- Teks yang Ditampilkan -
════
Menurut penuturan Luwar,
S.Sn., M.Sn. (salah seorang yang sering meneliti dan ahli dalam seni macapat Jawa Timur
khususnya Surabaya dan Kedjungan / kidungan Madura), mengatakan
bahwa gendhing jula-juli pada kidungan gaya Surabaya yang dibawakan
oleh para seniman karawitan di Jawa Timur cenderung dominan menggunakan pathet
wolu (jatuh pada gong 5 dan 1) dan pathet sanga (jatuh
pada gong 6 dan 2) yang akhirnya merupakan ciri khas khusus dalam
kidungan jula-juli Surabayaan, dan kidungan Sidik Wibisono yang diiringi oleh gamelan biasanya dengan gendhing
jula-juli pada pathet sanga. Ciri khas lain dari kidungan jula-juli
gaya Surabaya, terletak pada laku atau langkah awal kidungan dalam
gendhing yang tidak diikat dengan batasan ritmis yang ketat, artinya setiap
penyanyi bebas dalam menentukan dari arah mana (angkatan dan seleh/gong)
dia memulai kidungannya dengan
tafsirnya sendiri. Tafsir yang dimaksud sangat berhubungan dengan kesan
kemantapan yang dirasakan oleh penyanyi dalam menyelaraskan dengan laku gendhing. 11
Gambaran notasi gendhing Jula-Juli pada repertoar karawitan
Jawa Timur berdasarkan dari berbagai
sumber, seperti yang tertulis di bawah ini :
Jula-Juli
Slendro, patet wolu
Buka : . 2 . 1
. 2 . 1 . 6 . (5)G
Buka : . 2 . 1
. 2 . 1 . 6 . (5)G
. 6
. 5 .
6 . 2
. 6
. 5 .
2 . (1)G
. 2
. 1 .
2 . 6
. 2
. 1 .
6 . (5)G
Slendro,
pathet sanga
Buka : . 1 . 3
. 1 . 6 . 1 . (2)G
Buka : . 1 . 3
. 1 . 6 . 1 . (2)G
. 5
. 2 .
5 . 1
. 5 .
2 . 5
. (6)G
. 5
. 6 .
5 . 3
. 5 .
════
- Data yang Diberikan -
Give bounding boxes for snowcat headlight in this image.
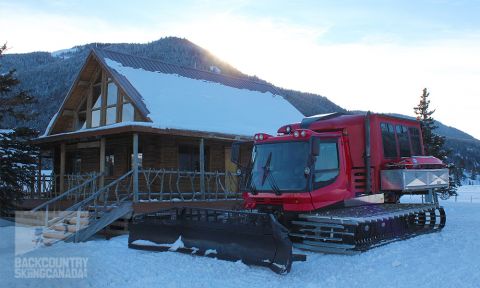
════
- Tugas -
Menurut teks tentang gendhing jula-juli, pathet apa yang biasanya dipakai untuk gendhing jula-juli yang mengiringi kidungan Sidik Wibisono dengan gamelan?

- Jawaban Benar -
Pathet sanga.